### INFORMATION SUPPLIED

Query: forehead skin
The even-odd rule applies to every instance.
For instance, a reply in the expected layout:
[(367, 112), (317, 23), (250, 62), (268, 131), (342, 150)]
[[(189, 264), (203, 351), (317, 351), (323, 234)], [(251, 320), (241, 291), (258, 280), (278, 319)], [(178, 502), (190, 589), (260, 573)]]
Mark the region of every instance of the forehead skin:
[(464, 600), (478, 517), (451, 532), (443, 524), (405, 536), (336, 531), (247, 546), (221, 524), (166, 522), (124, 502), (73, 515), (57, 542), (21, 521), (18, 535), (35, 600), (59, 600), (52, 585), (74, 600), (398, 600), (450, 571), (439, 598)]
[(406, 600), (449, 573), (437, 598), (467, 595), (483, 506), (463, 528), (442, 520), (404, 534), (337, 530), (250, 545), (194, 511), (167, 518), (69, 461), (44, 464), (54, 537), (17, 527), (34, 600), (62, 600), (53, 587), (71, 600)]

######

EXERCISE DESCRIPTION =
Lines from the first one above through the line containing "[(367, 112), (317, 23), (250, 62), (268, 131), (342, 150)]" are to be retyped exactly, both included, and nothing more.

ANSWER BOX =
Query: forehead skin
The even-odd rule applies to every instance.
For instance, a reply in the expected layout:
[(367, 112), (317, 23), (250, 62), (268, 131), (342, 150)]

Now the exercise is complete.